## What is required
Your task is to output the entries below word for word.

Start of Data records

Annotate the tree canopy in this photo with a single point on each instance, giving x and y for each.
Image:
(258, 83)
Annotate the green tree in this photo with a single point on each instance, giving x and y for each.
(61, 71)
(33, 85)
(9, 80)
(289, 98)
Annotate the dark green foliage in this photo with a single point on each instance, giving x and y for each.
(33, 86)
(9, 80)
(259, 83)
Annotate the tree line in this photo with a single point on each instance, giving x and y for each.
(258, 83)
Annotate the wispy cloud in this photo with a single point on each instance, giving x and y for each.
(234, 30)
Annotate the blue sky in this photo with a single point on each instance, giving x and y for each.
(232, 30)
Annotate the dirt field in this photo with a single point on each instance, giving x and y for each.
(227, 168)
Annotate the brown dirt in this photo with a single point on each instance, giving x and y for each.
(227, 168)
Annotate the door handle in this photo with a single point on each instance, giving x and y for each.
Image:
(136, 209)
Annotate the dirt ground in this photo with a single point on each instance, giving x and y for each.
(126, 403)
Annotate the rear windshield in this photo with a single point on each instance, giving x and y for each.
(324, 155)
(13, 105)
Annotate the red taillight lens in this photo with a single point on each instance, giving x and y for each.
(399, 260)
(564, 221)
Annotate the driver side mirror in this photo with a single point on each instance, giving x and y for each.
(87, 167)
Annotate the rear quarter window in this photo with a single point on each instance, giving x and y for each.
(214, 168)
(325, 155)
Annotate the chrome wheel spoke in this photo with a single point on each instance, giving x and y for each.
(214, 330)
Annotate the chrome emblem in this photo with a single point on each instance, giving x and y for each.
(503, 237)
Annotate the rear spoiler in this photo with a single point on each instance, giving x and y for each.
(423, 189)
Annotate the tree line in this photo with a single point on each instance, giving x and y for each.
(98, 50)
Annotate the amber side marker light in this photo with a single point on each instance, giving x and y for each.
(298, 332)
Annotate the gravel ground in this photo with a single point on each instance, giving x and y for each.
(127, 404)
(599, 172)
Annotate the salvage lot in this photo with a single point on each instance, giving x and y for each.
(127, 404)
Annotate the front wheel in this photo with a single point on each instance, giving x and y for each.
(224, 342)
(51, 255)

End of Data records

## Problem solution
Annotate the tree canopy in this photo with a single point on each instance, giving x and y for each.
Image:
(258, 83)
Annotate the green tree in this photo with a single point on each instance, giving x and y for each.
(61, 71)
(33, 85)
(9, 80)
(289, 98)
Annotate the dark green foliage in this photo with a single point on each instance, giving x and y for each.
(33, 86)
(9, 80)
(259, 83)
Annotate the tree line in this photo with a single point on each instance, giving x and y for each.
(258, 83)
Annotate the wispy cloud in this photo with a single point on each instance, giving x and y for each.
(234, 30)
Annotate the blue sky in this photo with a single point on each instance, giving x and y for each.
(232, 30)
Annotate the dirt field in this photo with a single point on each instance, giving x and y for each.
(227, 168)
Annotate the brown dirt in this photo with a single point on each instance, giving x and y for each.
(227, 168)
Annotate the door handle in this photo with a single point on each instance, giving x and y for each.
Image:
(136, 209)
Annotate the dirt ground in this photo with a single point on each instance, giving x and y for each.
(126, 403)
Annotate the rear windshield in this photo with a single point on each instance, giving x and y for each.
(324, 155)
(13, 105)
Annotate the red taillight lens in this photo with a single point on each instance, giving x and y for each.
(399, 260)
(564, 221)
Annotate the driver side mirror in this photo with a single point on each instance, giving x and y for each.
(87, 167)
Annotate the rear quarter window in this photo with a single point on each instance, giving x and y for each.
(214, 168)
(325, 155)
Annotate the chrome wheel spoke in this photo with a single point on each instance, giving x and y for each.
(214, 330)
Annotate the chrome emblem in this photo with a single point on each instance, giving x and y for each.
(503, 237)
Annotate the rear spoiler in this photo with a single point on each instance, giving x and y for each.
(423, 189)
Annotate the tree line in this photo with a single point on each instance, giving x and y for each.
(98, 50)
Annotate the amber side marker light in this photo with a single point on each instance, giving x and y for each.
(298, 332)
Annotate the gravel ground in this photo with a single point on each instance, giving x and y for each.
(127, 404)
(599, 172)
Annotate the salvage lot in this photo with a single point on each instance, giving x and y for each.
(127, 404)
Annotate the front wheel in this photo with a single point on each instance, giving x and y for each.
(224, 342)
(51, 255)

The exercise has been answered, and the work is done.